What you need to do:
Count the lines in the data below that contain the string "query", with case counting, and reply with that number alone.

The input:
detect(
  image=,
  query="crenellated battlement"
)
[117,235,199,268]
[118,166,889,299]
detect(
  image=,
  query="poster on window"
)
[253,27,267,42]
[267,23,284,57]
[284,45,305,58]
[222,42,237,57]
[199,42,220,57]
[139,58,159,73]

* * *

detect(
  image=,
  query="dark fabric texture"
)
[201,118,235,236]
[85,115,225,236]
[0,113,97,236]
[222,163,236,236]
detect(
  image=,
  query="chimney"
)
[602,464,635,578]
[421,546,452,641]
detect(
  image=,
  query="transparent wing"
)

==

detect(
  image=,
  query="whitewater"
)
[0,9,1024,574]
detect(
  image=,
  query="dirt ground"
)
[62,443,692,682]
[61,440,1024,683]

Written solution:
7